### REQUIRED WORK
1) In the commentary on Federal Reserve interest rates and debt, list in order the steps by which the third paragraph says lower interest rates create inflation.
2) Pick up the commentary on Federal Reserve interest rates and debt after its last sentence and carry it forward.

In our last post we discussed serial financial bubbles and forked tongue syndrome at the Federal Reserve: The Fed Needs To Stop Blowing Bubbles. Along the way we asserted that abnormal sickly low interest rates are inconsistent with a normal healthy economy. Our friend JK raised the objection that the amount of debt extant is an obstacle to higher rates and that prolonged higher inflation is a prerequisite for higher interest rates.
This is a very popular argument, especially with the Federal Reserve and most of the economists cited throughout financial media lite, so let’s give it the thoughtful attention it deserves.
The key weakness is that it overlooks how the debt gets to be excessive in the first place. Debt creation is the means whereby lower interest rates create inflation. At a given price of credit, the amount of debt is more or less in dynamic equilibrium. Lowering the price makes borrowing more attractive, so more money gets lent into existence. The increased quantity of money is inflationary.
But now there is more debt. If the existence of higher debt itself is a valid rationale for lower interest rates, it quickly becomes obvious that this monetary program is a one way street. Lower rates produce higher debt which justifies lower rates … round and round we go. It is an unsustainable model on which to base monetary policy. It will end because it must.

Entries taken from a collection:
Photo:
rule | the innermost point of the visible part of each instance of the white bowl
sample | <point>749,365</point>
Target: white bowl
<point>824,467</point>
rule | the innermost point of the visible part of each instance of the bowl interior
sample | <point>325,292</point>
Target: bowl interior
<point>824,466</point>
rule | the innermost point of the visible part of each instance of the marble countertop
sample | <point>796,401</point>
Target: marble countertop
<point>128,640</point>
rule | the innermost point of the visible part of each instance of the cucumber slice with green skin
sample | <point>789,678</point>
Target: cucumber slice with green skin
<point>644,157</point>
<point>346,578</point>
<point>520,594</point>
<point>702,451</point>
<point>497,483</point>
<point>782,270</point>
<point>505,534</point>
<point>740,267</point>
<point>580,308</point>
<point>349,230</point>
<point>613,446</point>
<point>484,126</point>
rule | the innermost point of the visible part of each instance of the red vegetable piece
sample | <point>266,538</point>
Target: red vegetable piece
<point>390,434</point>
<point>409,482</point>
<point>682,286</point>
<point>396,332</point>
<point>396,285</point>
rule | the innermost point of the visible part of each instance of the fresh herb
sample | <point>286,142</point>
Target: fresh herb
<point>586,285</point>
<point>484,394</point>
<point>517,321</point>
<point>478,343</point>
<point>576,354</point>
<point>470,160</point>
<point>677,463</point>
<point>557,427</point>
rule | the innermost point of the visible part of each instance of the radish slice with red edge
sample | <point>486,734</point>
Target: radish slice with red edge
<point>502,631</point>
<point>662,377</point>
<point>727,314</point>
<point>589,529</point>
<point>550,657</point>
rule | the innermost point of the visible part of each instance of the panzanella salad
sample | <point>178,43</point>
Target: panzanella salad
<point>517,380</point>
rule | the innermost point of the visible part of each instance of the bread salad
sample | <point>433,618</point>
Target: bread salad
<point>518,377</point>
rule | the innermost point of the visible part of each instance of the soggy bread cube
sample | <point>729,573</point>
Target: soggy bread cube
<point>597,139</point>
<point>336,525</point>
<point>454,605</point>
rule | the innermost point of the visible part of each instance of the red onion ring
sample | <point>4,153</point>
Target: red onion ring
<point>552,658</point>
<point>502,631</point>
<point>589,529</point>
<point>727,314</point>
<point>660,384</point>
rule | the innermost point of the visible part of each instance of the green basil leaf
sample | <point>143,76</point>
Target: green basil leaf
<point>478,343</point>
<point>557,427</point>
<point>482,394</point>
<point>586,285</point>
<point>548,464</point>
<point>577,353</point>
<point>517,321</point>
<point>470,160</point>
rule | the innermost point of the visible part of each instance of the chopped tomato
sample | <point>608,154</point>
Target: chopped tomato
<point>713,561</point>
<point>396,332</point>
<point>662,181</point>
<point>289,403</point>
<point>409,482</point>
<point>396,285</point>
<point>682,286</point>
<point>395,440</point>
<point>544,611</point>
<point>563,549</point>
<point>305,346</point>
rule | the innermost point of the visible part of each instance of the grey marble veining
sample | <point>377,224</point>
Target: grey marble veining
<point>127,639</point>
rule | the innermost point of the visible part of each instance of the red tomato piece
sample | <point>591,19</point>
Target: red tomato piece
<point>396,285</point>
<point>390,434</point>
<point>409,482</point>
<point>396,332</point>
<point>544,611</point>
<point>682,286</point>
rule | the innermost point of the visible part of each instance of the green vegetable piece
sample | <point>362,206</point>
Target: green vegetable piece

### TASK ANSWERS
1)
1. Lowering the price of credit makes borrowing more attractive.
2. More money gets lent into existence.
3. The increased quantity of money is inflationary.

2)
Furthermore, debt itself represents demand for money. Once the initial inflationary impulse from the increased money supply has passed, money demand takes over. Debt represents money demand, which exerts an upward force on the value of the currency. The initial inflationary impulse leaves a deflationary hangover in its wake.
At this point this monetary policy paradigm demands further interest rate cuts to quell the deflationary residue from the last round. The effect is much like that of drug addiction … the patient adapts to the presence of the drug and then requires it just for some semblance of normality, so a higher dose is required to attain the same effect. A pattern of indefinite dose escalation is the end result, also an unsustainable situation. The policy will end because it must.
The question is then not whether it will end, but how. Through voluntary abandonment of the flawed paradigm or eventual destruction of the system it infects. We’ve already seen the process play out empirically as interest rates have been ratcheted lower over several cycles, and experienced increasingly dire consequences, most recently in 2008 and 2020.
The only survivable way out is to abandon the defective policy. A low interest rate policy is fundamentally incapable of curing a disease caused by a low interest rate policy. The path back to economic and financial health unavoidably passes through higher interest rates.